> **Exercise**: Wherever the word "tight" occurs in the listing below, copy that whole line.

** Opening Material for this exercise block **

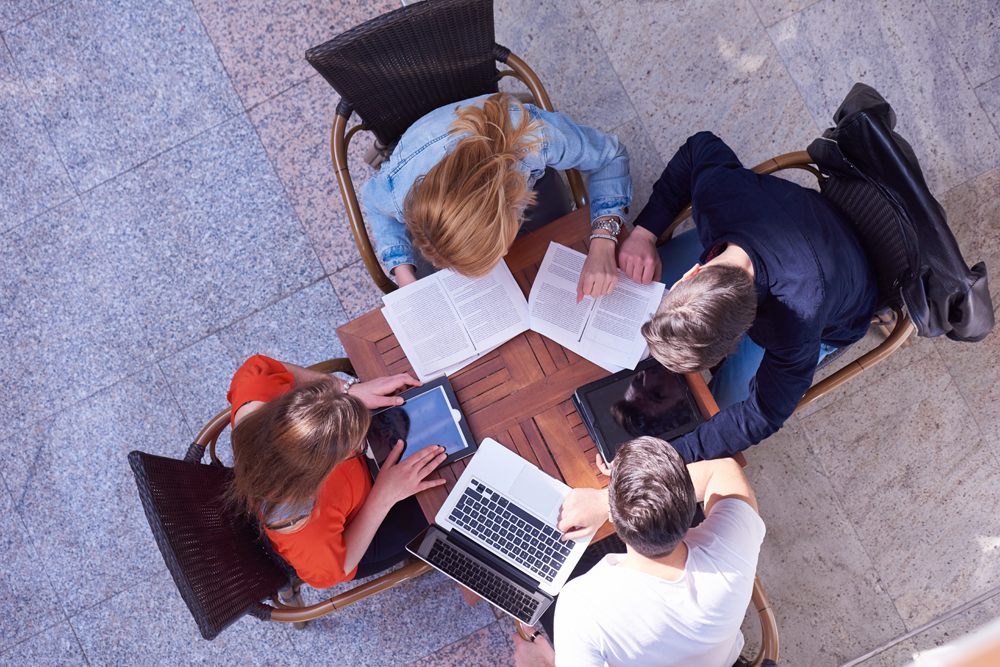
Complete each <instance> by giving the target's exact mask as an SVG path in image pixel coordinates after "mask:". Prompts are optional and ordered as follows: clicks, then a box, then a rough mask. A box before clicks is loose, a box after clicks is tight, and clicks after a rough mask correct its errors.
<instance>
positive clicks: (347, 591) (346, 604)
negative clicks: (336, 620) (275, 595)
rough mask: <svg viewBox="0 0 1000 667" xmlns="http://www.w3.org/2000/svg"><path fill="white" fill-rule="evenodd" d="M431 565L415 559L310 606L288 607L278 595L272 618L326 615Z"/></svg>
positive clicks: (402, 579)
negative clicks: (344, 591)
mask: <svg viewBox="0 0 1000 667" xmlns="http://www.w3.org/2000/svg"><path fill="white" fill-rule="evenodd" d="M430 569H431V566H430V565H428V564H427V563H425V562H423V561H414V562H412V563H409V564H407V565H404V566H403V567H401V568H399V569H398V570H393V571H392V572H389V573H387V574H383V575H382V576H381V577H379V578H378V579H373V580H372V581H369V582H366V583H363V584H361V585H359V586H355V587H354V588H352V589H351V590H349V591H345V592H343V593H341V594H340V595H335V596H334V597H332V598H330V599H328V600H324V601H323V602H320V603H318V604H314V605H311V606H309V607H288V606H285V605H283V604H281V602H280V601H279V600H278V599H277V596H274V597H272V598H271V601H272V602H274V605H275V608H274V609H273V610H272V611H271V620H272V621H277V622H279V623H299V622H302V621H311V620H313V619H316V618H320V617H321V616H326V615H327V614H332V613H333V612H335V611H337V610H338V609H343V608H344V607H347V606H350V605H352V604H354V603H355V602H360V601H361V600H364V599H365V598H368V597H371V596H372V595H376V594H378V593H381V592H382V591H385V590H388V589H390V588H392V587H393V586H398V585H399V584H401V583H403V582H406V581H409V580H410V579H414V578H416V577H419V576H420V575H421V574H424V573H425V572H427V571H429V570H430Z"/></svg>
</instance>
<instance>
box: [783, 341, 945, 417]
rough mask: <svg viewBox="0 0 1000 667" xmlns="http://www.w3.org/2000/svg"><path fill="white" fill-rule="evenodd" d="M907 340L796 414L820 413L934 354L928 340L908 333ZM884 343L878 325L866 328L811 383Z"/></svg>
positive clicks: (797, 412)
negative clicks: (846, 347) (897, 346)
mask: <svg viewBox="0 0 1000 667" xmlns="http://www.w3.org/2000/svg"><path fill="white" fill-rule="evenodd" d="M909 341H910V344H909V346H907V347H900V348H898V349H897V350H896V351H895V352H893V353H892V354H891V355H889V356H888V357H887V358H885V359H883V360H882V361H881V362H879V363H878V364H876V365H875V366H871V367H869V368H868V370H866V371H865V372H864V373H862V374H861V375H859V376H857V377H855V378H854V379H852V380H850V381H848V382H847V383H845V384H843V385H841V386H839V387H837V388H836V389H834V390H833V391H831V392H830V393H829V394H827V395H826V396H824V397H822V398H820V399H819V400H817V401H815V402H814V403H811V404H809V405H807V406H806V407H804V408H802V410H800V411H799V412H797V413H796V415H797V416H798V417H800V418H802V419H805V418H806V417H808V416H809V415H812V414H815V413H816V412H819V411H820V410H822V409H823V408H825V407H826V406H828V405H832V404H834V403H836V402H837V401H839V400H841V399H843V398H846V397H848V396H852V395H854V394H856V393H857V392H859V391H861V390H862V389H864V388H866V387H869V386H871V385H872V384H874V383H876V382H879V381H880V380H882V379H883V378H886V377H890V376H892V375H893V374H895V373H896V372H898V371H899V370H900V369H902V368H905V367H907V366H909V365H910V364H914V363H921V362H922V361H923V360H924V359H925V358H926V357H928V356H934V355H935V354H936V352H935V348H934V344H933V342H932V341H931V340H930V339H927V338H920V337H919V336H916V335H913V334H911V335H910V339H909ZM884 342H885V334H883V333H882V330H881V328H879V327H872V328H869V329H868V333H867V334H866V335H865V337H864V338H862V339H861V340H860V341H858V342H857V343H855V344H854V345H853V346H852V347H851V349H849V350H848V351H846V352H845V353H844V355H843V356H842V357H840V358H839V359H837V360H835V361H834V362H832V363H831V364H830V365H829V366H827V367H826V368H823V369H822V370H820V371H818V372H817V373H816V374H815V376H813V384H815V383H817V382H819V381H821V380H824V379H826V378H828V377H829V376H831V375H833V374H834V373H835V372H836V371H838V370H840V369H841V368H843V367H844V366H847V365H848V364H850V363H852V362H853V361H855V360H857V359H859V358H860V357H861V356H862V355H864V354H866V353H868V352H871V351H872V350H874V349H875V348H877V347H878V346H879V345H881V344H882V343H884Z"/></svg>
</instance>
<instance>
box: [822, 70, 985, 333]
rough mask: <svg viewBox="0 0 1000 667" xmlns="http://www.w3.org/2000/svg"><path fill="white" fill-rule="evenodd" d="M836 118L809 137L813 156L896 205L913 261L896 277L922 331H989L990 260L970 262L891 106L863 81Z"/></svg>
mask: <svg viewBox="0 0 1000 667" xmlns="http://www.w3.org/2000/svg"><path fill="white" fill-rule="evenodd" d="M833 120H834V122H835V123H837V126H836V127H834V128H830V129H828V130H827V131H826V132H824V133H823V137H822V138H820V139H816V140H815V141H814V142H813V143H812V144H810V145H809V149H808V151H809V156H810V157H811V158H812V159H813V161H814V162H815V163H816V164H817V165H818V166H819V167H820V171H821V172H823V173H824V174H827V175H835V176H841V177H847V178H855V179H856V178H861V179H864V180H865V181H867V182H868V183H871V184H872V185H874V186H876V187H877V188H878V190H879V191H880V192H881V194H882V195H883V196H884V197H885V198H887V200H888V201H889V203H890V205H891V206H892V207H893V208H894V209H895V212H896V213H897V217H898V220H899V221H900V222H899V224H901V225H902V227H903V228H902V229H901V230H899V231H900V233H901V236H902V239H903V244H904V246H905V256H906V264H907V267H906V269H905V270H904V271H903V272H902V274H901V275H900V276H899V277H898V285H899V290H900V294H901V296H902V299H903V303H904V304H905V305H906V310H907V312H908V313H909V316H910V319H912V320H913V323H914V325H915V326H916V328H917V334H918V335H920V336H925V337H932V336H940V335H941V334H946V335H947V336H948V338H951V339H952V340H959V341H970V342H975V341H980V340H982V339H983V338H985V337H986V336H987V334H989V333H990V331H992V329H993V324H994V314H993V302H992V300H991V299H990V292H989V287H988V285H987V280H986V266H985V264H984V263H983V262H979V263H978V264H976V265H975V266H973V267H972V269H969V267H968V265H967V264H966V263H965V260H964V259H963V257H962V253H961V252H960V251H959V249H958V243H957V242H956V241H955V236H954V235H953V234H952V233H951V229H949V228H948V222H947V218H946V216H945V212H944V209H943V208H942V207H941V205H940V204H939V203H938V202H937V200H935V199H934V197H933V196H932V195H931V193H930V191H929V190H928V189H927V184H926V183H925V182H924V177H923V173H922V172H921V171H920V166H919V165H918V164H917V158H916V156H915V155H914V154H913V149H912V148H911V147H910V145H909V144H908V143H907V142H906V140H905V139H903V138H902V137H901V136H899V135H898V134H896V133H895V132H893V128H895V126H896V114H895V113H894V112H893V110H892V107H890V106H889V103H888V102H886V101H885V99H884V98H883V97H882V96H881V95H880V94H879V93H878V91H876V90H875V89H874V88H872V87H870V86H866V85H865V84H863V83H858V84H855V85H854V87H853V88H852V89H851V92H850V93H848V95H847V98H846V99H845V100H844V101H843V103H842V104H841V105H840V108H839V109H837V111H836V113H835V114H834V116H833Z"/></svg>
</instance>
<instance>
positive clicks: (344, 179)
mask: <svg viewBox="0 0 1000 667" xmlns="http://www.w3.org/2000/svg"><path fill="white" fill-rule="evenodd" d="M493 55H494V58H496V59H497V60H498V61H499V62H502V63H504V64H505V65H507V66H508V67H510V69H509V70H504V71H502V72H499V73H498V77H505V76H513V77H515V78H517V79H518V80H520V81H521V82H522V83H523V84H524V85H525V86H527V88H528V91H529V92H530V93H531V95H532V97H534V99H535V104H536V105H537V106H538V107H539V108H541V109H544V110H545V111H555V108H554V107H553V106H552V100H551V99H550V98H549V95H548V93H547V92H546V91H545V86H544V85H542V81H541V79H539V78H538V75H537V74H535V72H534V71H533V70H532V69H531V68H530V67H528V65H527V63H525V62H524V61H523V60H521V59H520V58H518V57H517V56H516V55H514V54H513V53H511V52H510V51H509V49H506V48H504V47H502V46H500V45H495V47H494V50H493ZM350 115H351V112H350V107H345V105H343V104H341V105H340V106H338V107H337V115H336V117H335V118H334V121H333V127H332V128H331V130H330V156H331V158H332V160H333V168H334V172H335V174H336V176H337V186H338V187H339V188H340V197H341V199H343V200H344V208H345V209H346V211H347V222H348V224H350V226H351V232H352V233H353V234H354V242H355V243H356V244H357V246H358V252H359V253H361V259H362V260H363V261H364V263H365V268H366V269H367V270H368V275H370V276H371V277H372V280H373V281H375V285H377V286H378V288H379V289H380V290H382V291H383V292H384V293H386V294H388V293H390V292H392V291H393V290H395V289H396V288H397V285H396V283H394V282H392V279H391V278H389V276H388V274H386V272H385V269H383V268H382V264H381V262H379V261H378V256H377V255H376V254H375V249H374V247H373V246H372V242H371V238H370V237H369V236H368V229H367V228H366V227H365V220H364V216H363V215H362V213H361V204H360V202H359V201H358V195H357V191H356V190H355V189H354V181H353V180H352V179H351V170H350V166H349V164H348V159H347V152H348V148H349V145H350V141H351V139H352V138H354V135H355V134H357V133H358V132H359V131H361V130H364V129H365V125H364V123H360V124H358V125H355V126H354V127H352V128H351V129H350V130H348V129H347V123H348V121H349V120H350ZM565 174H566V179H567V181H568V182H569V186H570V191H571V192H572V194H573V203H574V204H575V205H576V207H577V208H583V207H584V206H587V205H589V201H590V200H589V198H588V196H587V187H586V185H585V184H584V182H583V177H582V176H581V175H580V172H579V171H577V170H576V169H567V170H566V172H565Z"/></svg>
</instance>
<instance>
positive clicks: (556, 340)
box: [528, 242, 664, 373]
mask: <svg viewBox="0 0 1000 667" xmlns="http://www.w3.org/2000/svg"><path fill="white" fill-rule="evenodd" d="M586 259H587V256H586V255H584V254H583V253H580V252H577V251H576V250H572V249H571V248H567V247H566V246H563V245H560V244H558V243H555V242H552V243H550V244H549V249H548V250H547V251H546V253H545V259H543V260H542V266H541V268H540V269H539V270H538V275H537V276H536V277H535V282H534V284H532V286H531V294H530V295H529V296H528V308H529V312H530V315H531V319H530V324H531V329H532V330H533V331H537V332H538V333H540V334H542V335H543V336H548V337H549V338H551V339H552V340H554V341H555V342H557V343H559V344H560V345H562V346H563V347H565V348H568V349H570V350H573V351H574V352H576V353H577V354H579V355H580V356H581V357H583V358H585V359H588V360H589V361H592V362H593V363H595V364H597V365H598V366H601V367H602V368H605V369H607V370H609V371H611V372H612V373H614V372H616V371H620V370H621V369H623V368H632V369H634V368H635V366H636V364H638V363H639V361H640V360H642V358H643V357H645V356H646V355H647V353H648V348H647V346H646V340H645V339H644V338H643V337H642V334H641V333H640V331H639V329H640V328H641V327H642V325H643V323H645V322H646V320H648V319H649V318H650V317H652V315H653V313H655V312H656V308H657V307H658V306H659V305H660V299H661V297H662V296H663V288H664V286H663V283H659V282H655V281H654V282H653V283H652V284H649V285H640V284H638V283H635V282H633V281H631V280H629V278H628V277H626V275H625V273H624V272H623V271H621V270H620V269H619V271H618V284H617V285H616V286H615V289H614V291H613V292H611V294H605V295H604V296H602V297H600V298H598V299H594V298H592V297H589V296H585V297H583V301H581V302H580V303H577V302H576V285H577V283H578V282H579V280H580V272H581V271H582V270H583V262H584V260H586Z"/></svg>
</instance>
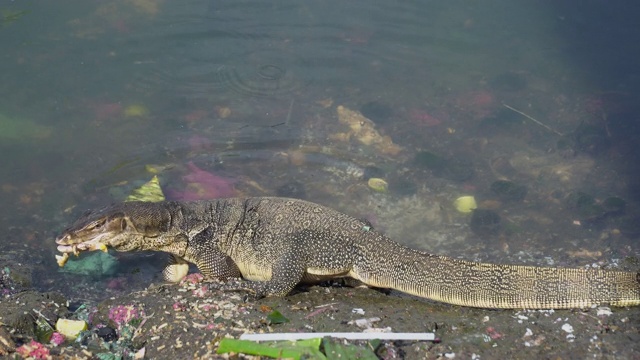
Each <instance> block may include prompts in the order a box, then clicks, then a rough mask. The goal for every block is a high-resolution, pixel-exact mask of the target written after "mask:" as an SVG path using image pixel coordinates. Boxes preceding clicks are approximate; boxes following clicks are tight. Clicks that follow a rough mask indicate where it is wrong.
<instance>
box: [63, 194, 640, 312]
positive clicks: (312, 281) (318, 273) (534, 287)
mask: <svg viewBox="0 0 640 360" xmlns="http://www.w3.org/2000/svg"><path fill="white" fill-rule="evenodd" d="M56 242H57V244H58V250H59V251H60V252H62V253H63V256H58V258H59V264H60V265H61V266H64V262H65V261H66V259H67V257H68V255H69V253H75V254H76V255H77V254H78V253H79V252H81V251H91V250H105V251H106V249H107V248H113V249H115V250H117V251H138V250H154V251H163V252H167V253H169V254H171V257H172V259H173V261H171V262H170V264H169V265H167V267H166V268H165V269H164V276H165V279H167V280H168V281H172V282H176V281H179V280H181V279H182V278H183V277H184V276H186V275H187V273H188V269H189V266H188V263H193V264H195V265H196V266H197V267H198V269H199V270H200V271H201V272H202V274H203V275H204V276H205V278H209V279H220V280H225V279H229V278H235V277H242V278H244V279H246V280H249V281H247V282H243V283H245V284H246V287H247V289H248V290H250V291H251V292H253V293H254V294H255V295H256V296H258V297H263V296H285V295H287V294H288V293H289V292H290V291H291V290H292V289H293V288H294V287H295V286H296V285H297V284H298V283H300V282H314V281H321V280H324V279H331V278H338V277H351V278H354V279H356V280H359V281H361V282H363V283H364V284H367V285H369V286H372V287H378V288H392V289H396V290H399V291H402V292H405V293H409V294H413V295H416V296H419V297H423V298H427V299H431V300H435V301H441V302H445V303H449V304H456V305H463V306H471V307H479V308H535V309H552V308H555V309H559V308H586V307H590V306H592V305H600V304H608V305H612V306H630V305H639V304H640V273H635V272H625V271H614V270H602V269H572V268H553V267H538V266H522V265H504V264H490V263H480V262H472V261H465V260H459V259H455V258H452V257H447V256H441V255H435V254H430V253H427V252H422V251H418V250H413V249H410V248H407V247H405V246H402V245H400V244H399V243H397V242H395V241H393V240H391V239H390V238H388V237H387V236H385V235H384V234H382V233H380V232H378V231H376V230H374V229H372V228H371V226H370V225H369V224H368V223H367V222H366V221H363V220H359V219H357V218H354V217H351V216H349V215H346V214H343V213H341V212H338V211H336V210H333V209H330V208H328V207H325V206H322V205H318V204H315V203H311V202H308V201H303V200H297V199H288V198H278V197H253V198H229V199H218V200H209V201H194V202H177V201H163V202H156V203H151V202H124V203H118V204H114V205H110V206H108V207H105V208H103V209H100V210H97V211H91V212H88V213H86V214H85V215H83V216H82V217H81V218H80V219H78V220H77V221H76V222H75V223H74V224H73V225H71V226H70V227H69V228H68V229H66V230H65V231H64V232H63V233H62V234H61V235H60V236H59V237H58V238H57V240H56Z"/></svg>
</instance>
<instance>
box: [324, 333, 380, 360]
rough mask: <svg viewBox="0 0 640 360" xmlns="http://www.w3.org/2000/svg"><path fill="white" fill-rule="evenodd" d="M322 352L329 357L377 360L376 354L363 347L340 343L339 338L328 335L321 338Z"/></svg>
mask: <svg viewBox="0 0 640 360" xmlns="http://www.w3.org/2000/svg"><path fill="white" fill-rule="evenodd" d="M322 346H323V347H324V353H325V355H326V356H327V358H329V359H364V360H378V357H377V356H376V354H375V353H374V352H373V351H371V350H370V349H367V348H365V347H361V346H356V345H351V344H347V345H345V344H342V343H341V342H339V340H335V339H332V338H329V337H325V338H324V339H322Z"/></svg>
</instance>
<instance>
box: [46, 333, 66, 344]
mask: <svg viewBox="0 0 640 360" xmlns="http://www.w3.org/2000/svg"><path fill="white" fill-rule="evenodd" d="M49 342H50V343H52V344H53V345H55V346H60V345H62V344H63V343H64V335H62V334H60V333H59V332H57V331H56V332H54V333H53V334H51V339H49Z"/></svg>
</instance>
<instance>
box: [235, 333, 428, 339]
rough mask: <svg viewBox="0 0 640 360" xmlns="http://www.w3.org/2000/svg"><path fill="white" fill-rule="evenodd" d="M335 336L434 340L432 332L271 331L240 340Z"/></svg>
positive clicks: (336, 337)
mask: <svg viewBox="0 0 640 360" xmlns="http://www.w3.org/2000/svg"><path fill="white" fill-rule="evenodd" d="M325 336H330V337H336V338H342V339H349V340H373V339H379V340H414V341H418V340H419V341H434V340H435V339H436V335H435V334H434V333H383V332H379V333H375V332H369V333H356V332H353V333H347V332H345V333H337V332H336V333H271V334H242V335H240V340H253V341H278V340H303V339H313V338H319V337H325Z"/></svg>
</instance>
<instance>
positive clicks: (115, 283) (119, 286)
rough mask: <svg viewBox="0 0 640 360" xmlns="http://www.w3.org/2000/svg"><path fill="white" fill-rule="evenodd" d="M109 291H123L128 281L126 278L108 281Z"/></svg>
mask: <svg viewBox="0 0 640 360" xmlns="http://www.w3.org/2000/svg"><path fill="white" fill-rule="evenodd" d="M106 285H107V289H110V290H123V289H124V288H125V287H126V285H127V279H126V278H124V277H117V278H113V279H110V280H108V281H107V284H106Z"/></svg>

** Closing Material for this exercise block **

> **Your response**:
Complete each <instance> by giving the target's exact mask as an SVG path in image pixel coordinates after "mask:". Prompts are optional and ordered as follows: clicks, then a box, then a rough mask. A box before clicks is loose, a box after clicks is tight, and clicks after a rough mask correct its errors.
Each <instance> block may include prompts in the order a box, then clicks, then a rough mask. The goal for every block is a high-resolution, pixel-exact mask of the target written after "mask:" as an SVG path using image pixel coordinates. Boxes preceding clicks are approximate; boxes following clicks are tight. Clicks that follow a rough mask indicate where it is wrong.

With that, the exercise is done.